PAGE EXTRACT =
_ _ _ _ _ _ _

What’s perhaps scarier is that even relatively modest “sunk costs” can invoke commitment bias.

For example, Tavris/Aronson cite research in “ Mistakes were Made (but not by me) ( MwM review + notes) about lab experiments in which participants, after reading embarrassing and explicit material out loud as an “initiation rite” for joining a group, were thereafter far more committed to that group (and liked them more.)

Of course, this was the 1950s, so reading some explicit material out loud was a lot more embarrassing than it is today – but it’s still not the equivalent of driving hundreds of miles, and investing hundreds of dollars.

T/A note that the more extreme the initiation rite, the stronger the commitment, which of course explains college fraternity hazing.  

It also explains, as Shawn Achor explores in “ Before Happiness ( BH review + notes), why such strong relationships and a sense of duty are formed in the military – Achor (who cites Elliot Aronson as part of his exploration) discusses his own experience, and also notes that:

“Research indicates that stress, even at high levels, creates greater mental toughness, deeper relationships.”

So commitment bias isn’t all bad, and there are situations where intense, effortful activities – conducted as a group – can create lasting friendships and  social connection.

Of course, commitment bias is bad most of the time.  Take entrepreneurship and business.  Many readers are probably familiar with the “pivot” and “fail fast” mantras of Silicon Valley.  

While these can be taken too far, these are, in some senses, validated.  In Clayton Christensen’s classic analysis of disruption – “ The Innovator’s Dilemma ( InD review + notes) – I was particularly fascinated by this comment, which I think few people really notice and think about deeply:

“guessing the right strategy at the outset isn’t nearly as important to success as conserving enough resources… so that new business initiatives get a second or third stab at getting it right.  

Those that run out of resources or credibility before they can iterate toward a viable strategy are the ones that fail.”  

There’s a margin of safety angle there, too.

_ _ _ _ _ _ _

DATA EXCERPTS =
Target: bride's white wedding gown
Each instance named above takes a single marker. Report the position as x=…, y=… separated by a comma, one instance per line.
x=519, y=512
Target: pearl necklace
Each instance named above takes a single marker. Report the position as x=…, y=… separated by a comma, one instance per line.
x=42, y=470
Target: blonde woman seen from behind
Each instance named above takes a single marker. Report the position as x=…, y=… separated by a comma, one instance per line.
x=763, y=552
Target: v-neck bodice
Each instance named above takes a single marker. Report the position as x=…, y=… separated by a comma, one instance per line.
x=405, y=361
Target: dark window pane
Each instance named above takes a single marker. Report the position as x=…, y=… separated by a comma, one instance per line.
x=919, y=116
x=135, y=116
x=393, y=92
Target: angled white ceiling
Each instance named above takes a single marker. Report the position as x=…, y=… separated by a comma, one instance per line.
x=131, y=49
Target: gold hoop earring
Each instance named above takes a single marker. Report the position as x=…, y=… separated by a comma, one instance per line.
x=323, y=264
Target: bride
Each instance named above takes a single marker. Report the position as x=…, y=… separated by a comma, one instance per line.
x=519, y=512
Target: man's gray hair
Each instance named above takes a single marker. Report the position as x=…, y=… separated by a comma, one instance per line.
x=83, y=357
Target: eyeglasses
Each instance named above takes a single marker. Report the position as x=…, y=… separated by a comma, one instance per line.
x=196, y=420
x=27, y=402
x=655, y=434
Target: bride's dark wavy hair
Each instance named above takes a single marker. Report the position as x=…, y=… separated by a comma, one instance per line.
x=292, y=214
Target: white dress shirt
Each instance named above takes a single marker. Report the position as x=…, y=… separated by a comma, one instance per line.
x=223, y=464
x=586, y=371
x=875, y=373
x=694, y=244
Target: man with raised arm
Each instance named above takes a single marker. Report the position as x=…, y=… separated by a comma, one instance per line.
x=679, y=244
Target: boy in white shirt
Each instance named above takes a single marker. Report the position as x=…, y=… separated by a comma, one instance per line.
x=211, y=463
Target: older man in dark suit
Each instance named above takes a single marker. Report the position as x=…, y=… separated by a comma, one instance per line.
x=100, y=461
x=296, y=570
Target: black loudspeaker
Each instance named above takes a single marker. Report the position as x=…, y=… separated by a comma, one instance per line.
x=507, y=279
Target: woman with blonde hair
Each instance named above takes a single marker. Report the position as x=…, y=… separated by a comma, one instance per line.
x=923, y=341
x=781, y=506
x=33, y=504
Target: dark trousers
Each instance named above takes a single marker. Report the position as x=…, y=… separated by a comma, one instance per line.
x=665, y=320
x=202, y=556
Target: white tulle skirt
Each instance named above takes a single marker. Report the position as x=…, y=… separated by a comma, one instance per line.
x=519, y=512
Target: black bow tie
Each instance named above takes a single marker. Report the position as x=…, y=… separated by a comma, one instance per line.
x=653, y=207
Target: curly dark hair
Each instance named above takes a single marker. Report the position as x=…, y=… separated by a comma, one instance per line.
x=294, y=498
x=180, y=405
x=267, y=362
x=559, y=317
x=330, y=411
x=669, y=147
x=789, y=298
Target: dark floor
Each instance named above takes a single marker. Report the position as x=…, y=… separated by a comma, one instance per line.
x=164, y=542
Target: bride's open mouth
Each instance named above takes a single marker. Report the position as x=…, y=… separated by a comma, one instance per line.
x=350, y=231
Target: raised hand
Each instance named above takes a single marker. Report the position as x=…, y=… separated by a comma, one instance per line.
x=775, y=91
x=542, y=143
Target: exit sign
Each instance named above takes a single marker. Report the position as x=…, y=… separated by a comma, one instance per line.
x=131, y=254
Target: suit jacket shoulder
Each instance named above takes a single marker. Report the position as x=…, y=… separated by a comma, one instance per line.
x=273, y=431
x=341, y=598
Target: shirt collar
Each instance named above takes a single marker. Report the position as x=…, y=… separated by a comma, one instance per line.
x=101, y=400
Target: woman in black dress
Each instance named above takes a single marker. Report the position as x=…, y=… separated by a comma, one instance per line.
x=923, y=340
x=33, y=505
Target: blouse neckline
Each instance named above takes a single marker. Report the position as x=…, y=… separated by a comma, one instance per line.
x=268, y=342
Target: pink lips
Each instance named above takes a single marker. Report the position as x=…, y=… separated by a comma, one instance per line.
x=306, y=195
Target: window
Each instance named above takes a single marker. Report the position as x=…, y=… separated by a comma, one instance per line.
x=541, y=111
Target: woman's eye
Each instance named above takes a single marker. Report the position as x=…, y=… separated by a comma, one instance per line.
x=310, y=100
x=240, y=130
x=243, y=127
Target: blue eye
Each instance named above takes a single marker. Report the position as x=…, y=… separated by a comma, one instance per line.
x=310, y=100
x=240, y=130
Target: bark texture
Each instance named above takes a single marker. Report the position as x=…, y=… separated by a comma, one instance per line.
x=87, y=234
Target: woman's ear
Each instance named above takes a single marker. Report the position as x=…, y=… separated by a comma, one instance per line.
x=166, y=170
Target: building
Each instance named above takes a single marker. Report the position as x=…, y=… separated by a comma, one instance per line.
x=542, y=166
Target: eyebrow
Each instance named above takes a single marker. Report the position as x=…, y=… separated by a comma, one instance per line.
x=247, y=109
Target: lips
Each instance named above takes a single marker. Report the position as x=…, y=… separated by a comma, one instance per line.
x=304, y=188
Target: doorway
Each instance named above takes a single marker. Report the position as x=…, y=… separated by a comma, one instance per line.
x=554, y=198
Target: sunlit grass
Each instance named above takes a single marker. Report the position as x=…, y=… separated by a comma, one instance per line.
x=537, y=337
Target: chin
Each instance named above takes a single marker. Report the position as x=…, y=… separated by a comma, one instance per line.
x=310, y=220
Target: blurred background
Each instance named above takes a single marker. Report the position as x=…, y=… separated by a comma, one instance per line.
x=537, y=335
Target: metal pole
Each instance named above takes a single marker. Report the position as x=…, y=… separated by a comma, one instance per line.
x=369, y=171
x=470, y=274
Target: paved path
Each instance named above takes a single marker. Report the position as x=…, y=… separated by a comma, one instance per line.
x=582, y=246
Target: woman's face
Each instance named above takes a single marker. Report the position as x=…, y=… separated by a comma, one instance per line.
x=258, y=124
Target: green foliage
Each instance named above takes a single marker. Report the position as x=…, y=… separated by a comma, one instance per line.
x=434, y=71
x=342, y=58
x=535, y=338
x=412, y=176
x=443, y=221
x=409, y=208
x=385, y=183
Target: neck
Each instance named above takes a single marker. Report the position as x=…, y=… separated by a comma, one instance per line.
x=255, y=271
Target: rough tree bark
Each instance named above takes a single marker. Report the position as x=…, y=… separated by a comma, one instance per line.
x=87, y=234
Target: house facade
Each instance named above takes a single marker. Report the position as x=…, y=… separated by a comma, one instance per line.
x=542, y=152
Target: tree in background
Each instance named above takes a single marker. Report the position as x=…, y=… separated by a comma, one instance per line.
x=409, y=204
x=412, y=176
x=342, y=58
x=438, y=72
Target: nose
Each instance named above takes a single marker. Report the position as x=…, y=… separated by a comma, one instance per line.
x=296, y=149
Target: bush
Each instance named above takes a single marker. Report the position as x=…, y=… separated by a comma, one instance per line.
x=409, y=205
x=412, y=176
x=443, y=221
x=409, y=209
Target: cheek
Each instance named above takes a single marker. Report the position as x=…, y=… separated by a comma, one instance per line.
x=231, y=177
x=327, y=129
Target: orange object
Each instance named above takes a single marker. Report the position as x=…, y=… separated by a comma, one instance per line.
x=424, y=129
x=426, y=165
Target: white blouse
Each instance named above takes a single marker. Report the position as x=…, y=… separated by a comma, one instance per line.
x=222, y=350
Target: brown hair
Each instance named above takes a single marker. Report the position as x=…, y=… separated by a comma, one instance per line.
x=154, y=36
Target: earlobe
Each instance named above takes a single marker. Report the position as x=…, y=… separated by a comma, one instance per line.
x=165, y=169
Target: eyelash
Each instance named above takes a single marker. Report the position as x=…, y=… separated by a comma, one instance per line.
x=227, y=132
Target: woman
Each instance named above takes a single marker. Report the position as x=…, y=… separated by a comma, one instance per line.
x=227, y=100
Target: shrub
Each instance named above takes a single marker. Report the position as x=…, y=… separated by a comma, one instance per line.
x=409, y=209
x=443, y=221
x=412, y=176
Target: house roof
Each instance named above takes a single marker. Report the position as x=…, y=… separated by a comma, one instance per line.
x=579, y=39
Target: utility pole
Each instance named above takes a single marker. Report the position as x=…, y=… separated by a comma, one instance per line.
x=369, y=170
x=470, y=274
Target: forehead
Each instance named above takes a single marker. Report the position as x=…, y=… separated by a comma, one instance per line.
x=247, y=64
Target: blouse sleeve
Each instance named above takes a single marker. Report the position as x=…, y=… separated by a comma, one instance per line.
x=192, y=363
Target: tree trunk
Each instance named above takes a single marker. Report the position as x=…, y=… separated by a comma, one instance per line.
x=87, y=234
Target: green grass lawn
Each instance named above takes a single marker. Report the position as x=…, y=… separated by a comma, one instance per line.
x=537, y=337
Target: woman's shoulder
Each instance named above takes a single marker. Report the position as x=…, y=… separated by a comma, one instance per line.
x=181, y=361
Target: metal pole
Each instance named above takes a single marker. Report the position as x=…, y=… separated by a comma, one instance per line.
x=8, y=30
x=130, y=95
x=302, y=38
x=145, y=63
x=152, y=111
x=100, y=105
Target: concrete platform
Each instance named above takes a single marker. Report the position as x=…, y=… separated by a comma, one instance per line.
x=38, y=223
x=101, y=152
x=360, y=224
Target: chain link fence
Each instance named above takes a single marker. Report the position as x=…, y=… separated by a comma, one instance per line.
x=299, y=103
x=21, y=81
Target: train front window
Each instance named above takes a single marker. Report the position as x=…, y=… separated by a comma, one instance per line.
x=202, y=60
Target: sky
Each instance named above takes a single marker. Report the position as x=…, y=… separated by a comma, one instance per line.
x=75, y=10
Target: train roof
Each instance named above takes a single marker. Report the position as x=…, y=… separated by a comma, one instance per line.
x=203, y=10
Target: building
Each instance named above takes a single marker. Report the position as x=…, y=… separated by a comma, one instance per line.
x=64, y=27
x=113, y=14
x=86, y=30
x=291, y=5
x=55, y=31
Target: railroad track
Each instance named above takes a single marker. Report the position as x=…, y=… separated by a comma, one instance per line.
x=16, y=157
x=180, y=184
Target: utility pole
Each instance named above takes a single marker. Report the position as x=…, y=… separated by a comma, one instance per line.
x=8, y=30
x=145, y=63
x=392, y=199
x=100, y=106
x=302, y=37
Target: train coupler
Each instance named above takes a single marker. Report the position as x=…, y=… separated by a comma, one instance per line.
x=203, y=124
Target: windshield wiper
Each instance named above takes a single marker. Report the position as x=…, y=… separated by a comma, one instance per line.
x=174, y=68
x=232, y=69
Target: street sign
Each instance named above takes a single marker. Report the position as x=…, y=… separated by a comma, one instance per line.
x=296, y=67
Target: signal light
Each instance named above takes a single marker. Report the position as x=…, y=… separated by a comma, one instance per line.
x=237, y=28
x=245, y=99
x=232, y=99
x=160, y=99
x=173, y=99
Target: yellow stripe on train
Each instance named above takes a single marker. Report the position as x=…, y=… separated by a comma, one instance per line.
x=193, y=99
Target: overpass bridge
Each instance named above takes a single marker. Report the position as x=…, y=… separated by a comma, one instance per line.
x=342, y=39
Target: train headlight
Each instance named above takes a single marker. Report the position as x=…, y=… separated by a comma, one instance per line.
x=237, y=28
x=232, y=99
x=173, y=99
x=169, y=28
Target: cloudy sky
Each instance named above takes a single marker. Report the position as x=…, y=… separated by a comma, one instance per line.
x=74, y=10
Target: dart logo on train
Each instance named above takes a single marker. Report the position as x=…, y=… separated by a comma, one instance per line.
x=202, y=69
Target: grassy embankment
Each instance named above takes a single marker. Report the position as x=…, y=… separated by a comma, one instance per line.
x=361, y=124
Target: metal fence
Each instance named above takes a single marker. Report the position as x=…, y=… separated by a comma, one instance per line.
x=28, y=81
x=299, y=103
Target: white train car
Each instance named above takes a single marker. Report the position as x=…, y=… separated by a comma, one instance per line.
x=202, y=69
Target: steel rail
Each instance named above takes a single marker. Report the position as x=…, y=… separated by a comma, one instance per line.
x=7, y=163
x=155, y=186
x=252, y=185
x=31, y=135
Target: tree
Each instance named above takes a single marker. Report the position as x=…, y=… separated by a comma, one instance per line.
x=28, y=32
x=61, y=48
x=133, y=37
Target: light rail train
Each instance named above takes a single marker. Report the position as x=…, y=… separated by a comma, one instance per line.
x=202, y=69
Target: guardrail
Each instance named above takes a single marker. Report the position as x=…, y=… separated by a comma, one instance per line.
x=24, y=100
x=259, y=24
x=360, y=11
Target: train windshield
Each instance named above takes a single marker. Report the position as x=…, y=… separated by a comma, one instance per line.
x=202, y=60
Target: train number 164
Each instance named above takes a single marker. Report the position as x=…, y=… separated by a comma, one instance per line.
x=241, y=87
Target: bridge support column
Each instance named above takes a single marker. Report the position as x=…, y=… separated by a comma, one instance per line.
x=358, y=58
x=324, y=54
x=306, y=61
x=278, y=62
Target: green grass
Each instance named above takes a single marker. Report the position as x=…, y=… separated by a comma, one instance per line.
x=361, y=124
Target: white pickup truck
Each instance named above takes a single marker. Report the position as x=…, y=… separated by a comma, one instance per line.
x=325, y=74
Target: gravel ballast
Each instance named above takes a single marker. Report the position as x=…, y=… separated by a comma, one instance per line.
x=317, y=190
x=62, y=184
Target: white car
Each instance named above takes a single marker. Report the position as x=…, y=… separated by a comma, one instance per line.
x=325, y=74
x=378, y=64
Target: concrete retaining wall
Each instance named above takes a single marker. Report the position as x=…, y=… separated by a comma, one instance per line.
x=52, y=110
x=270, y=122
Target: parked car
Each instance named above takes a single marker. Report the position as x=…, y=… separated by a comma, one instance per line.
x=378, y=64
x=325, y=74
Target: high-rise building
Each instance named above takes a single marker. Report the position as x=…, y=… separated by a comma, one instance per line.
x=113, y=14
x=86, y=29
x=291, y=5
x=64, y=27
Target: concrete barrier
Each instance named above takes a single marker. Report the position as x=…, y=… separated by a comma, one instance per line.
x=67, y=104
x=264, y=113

_ _ _ _ _ _ _

WORK ITEM = Rewrite the commitment bias passage from "Of course, this" to "hundreds of dollars.", putting "1960s" in place of "1950s".

EXPECTED ANSWER =
Of course, this was the 1960s, so reading some explicit material out loud was a lot more embarrassing than it is today – but it’s still not the equivalent of driving hundreds of miles, and investing hundreds of dollars.